### Work instruction
Everything from the line with "Annotation task: tag one point per instance of the white facade" through the end of the entries must be transcribed exactly; no other lines belong in the answer.
▬▬▬▬▬▬▬▬▬▬
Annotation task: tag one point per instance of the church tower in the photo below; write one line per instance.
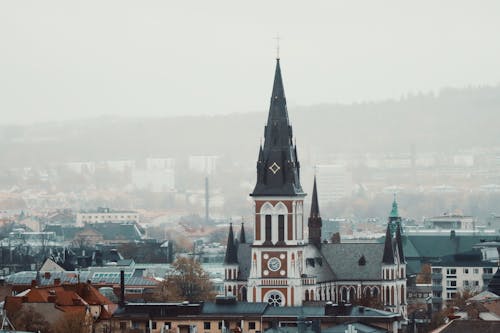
(394, 265)
(278, 246)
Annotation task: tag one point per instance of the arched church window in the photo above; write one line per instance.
(268, 228)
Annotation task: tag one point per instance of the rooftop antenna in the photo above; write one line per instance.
(277, 45)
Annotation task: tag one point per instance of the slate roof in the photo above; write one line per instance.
(295, 311)
(25, 278)
(420, 249)
(239, 308)
(440, 245)
(471, 258)
(321, 269)
(359, 328)
(468, 326)
(344, 259)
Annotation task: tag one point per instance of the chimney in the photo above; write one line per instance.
(122, 288)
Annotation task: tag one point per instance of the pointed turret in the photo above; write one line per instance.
(494, 284)
(394, 211)
(231, 250)
(388, 257)
(315, 223)
(243, 238)
(278, 167)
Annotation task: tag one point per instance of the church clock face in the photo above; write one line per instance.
(274, 264)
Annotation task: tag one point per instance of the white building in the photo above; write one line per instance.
(160, 163)
(102, 215)
(335, 182)
(450, 222)
(203, 163)
(154, 180)
(457, 273)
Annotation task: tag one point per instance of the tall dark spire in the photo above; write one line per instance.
(243, 238)
(399, 243)
(231, 251)
(395, 226)
(314, 201)
(278, 167)
(315, 223)
(388, 257)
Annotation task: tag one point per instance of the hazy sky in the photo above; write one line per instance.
(74, 59)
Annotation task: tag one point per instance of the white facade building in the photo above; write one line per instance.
(102, 215)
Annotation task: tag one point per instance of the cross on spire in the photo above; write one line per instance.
(277, 45)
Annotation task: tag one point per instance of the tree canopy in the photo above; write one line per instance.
(187, 282)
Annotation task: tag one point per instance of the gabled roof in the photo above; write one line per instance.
(50, 265)
(344, 260)
(468, 326)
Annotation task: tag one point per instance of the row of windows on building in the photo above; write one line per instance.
(453, 271)
(207, 325)
(90, 217)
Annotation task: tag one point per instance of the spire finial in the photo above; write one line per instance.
(277, 45)
(394, 211)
▬▬▬▬▬▬▬▬▬▬
### Answer space
Annotation task: tag one point per instance of the white facade building in the photo above; write one line per instance.
(102, 215)
Annotation task: tag one point per instance of the cross on spire in the photo above; write one line per instance.
(277, 45)
Annotation task: tag one point per instance of the tree canopy in the photo above; write one line per instance.
(187, 282)
Annotation task: tag one point per instance of the gabled roof in the photo above; write one line per instance.
(50, 265)
(344, 260)
(468, 326)
Annotation task: tag one point per instance of the row of windows on building in the photo above; write one line per instance.
(453, 271)
(207, 325)
(90, 217)
Annotation task: tag one point per instance of the spire finial in the photo above; write one line per instance.
(277, 45)
(394, 211)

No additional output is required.